# Problem:
Extract each line from the entries below that has the string "blonde" in it.

# Material for the task:
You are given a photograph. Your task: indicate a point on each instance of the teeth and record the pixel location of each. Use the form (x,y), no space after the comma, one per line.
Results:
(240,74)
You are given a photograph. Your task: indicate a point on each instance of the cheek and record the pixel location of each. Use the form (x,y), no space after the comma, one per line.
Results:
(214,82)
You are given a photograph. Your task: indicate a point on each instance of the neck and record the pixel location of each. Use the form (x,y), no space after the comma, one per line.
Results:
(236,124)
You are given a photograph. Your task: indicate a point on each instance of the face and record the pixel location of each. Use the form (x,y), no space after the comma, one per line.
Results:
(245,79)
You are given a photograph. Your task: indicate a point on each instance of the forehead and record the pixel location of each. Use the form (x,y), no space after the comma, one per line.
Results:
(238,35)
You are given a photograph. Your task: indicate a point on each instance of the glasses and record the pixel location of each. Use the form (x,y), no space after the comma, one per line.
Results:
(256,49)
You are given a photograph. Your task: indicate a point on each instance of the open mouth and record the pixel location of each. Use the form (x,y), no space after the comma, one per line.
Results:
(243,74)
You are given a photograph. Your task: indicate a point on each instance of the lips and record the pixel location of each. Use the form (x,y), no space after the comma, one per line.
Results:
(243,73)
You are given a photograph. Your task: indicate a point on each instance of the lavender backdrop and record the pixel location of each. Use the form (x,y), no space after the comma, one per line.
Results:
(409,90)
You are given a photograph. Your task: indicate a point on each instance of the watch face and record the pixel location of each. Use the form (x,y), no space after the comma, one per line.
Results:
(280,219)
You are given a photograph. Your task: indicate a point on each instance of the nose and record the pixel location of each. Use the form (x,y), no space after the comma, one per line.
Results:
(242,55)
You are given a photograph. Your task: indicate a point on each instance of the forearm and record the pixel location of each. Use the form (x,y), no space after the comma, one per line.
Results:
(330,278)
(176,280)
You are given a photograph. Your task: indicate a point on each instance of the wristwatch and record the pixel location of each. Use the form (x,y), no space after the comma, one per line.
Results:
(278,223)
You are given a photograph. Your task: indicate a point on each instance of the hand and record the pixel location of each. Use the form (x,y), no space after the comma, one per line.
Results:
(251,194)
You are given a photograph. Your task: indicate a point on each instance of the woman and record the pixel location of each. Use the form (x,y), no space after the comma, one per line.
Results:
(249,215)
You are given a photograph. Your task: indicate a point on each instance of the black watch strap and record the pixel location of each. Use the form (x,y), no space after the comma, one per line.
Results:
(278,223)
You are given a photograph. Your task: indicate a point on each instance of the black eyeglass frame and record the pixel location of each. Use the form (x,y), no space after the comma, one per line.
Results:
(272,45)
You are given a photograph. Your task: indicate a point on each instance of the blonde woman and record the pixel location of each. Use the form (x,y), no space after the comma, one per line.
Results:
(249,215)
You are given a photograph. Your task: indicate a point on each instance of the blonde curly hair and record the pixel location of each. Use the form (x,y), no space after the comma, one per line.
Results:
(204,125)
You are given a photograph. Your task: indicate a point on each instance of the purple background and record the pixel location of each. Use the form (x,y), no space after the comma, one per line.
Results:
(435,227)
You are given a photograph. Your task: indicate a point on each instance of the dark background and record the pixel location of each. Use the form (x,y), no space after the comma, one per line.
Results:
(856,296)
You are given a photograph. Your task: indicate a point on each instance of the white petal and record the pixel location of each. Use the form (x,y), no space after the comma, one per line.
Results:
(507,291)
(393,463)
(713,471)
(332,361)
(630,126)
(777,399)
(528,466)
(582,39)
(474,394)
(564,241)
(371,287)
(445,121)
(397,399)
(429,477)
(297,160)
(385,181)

# Solution to this task:
You are given a photograph. Your task: indicate a point on each instance of the blonde woman and record the pixel location of each. Use the form (x,y), no space after the comma, one per line.
You are given a photograph. Your task: indicate a point on each instance of the blonde curly hair and record the pixel location of each. Use the form (x,y), no space after the comma, one per line.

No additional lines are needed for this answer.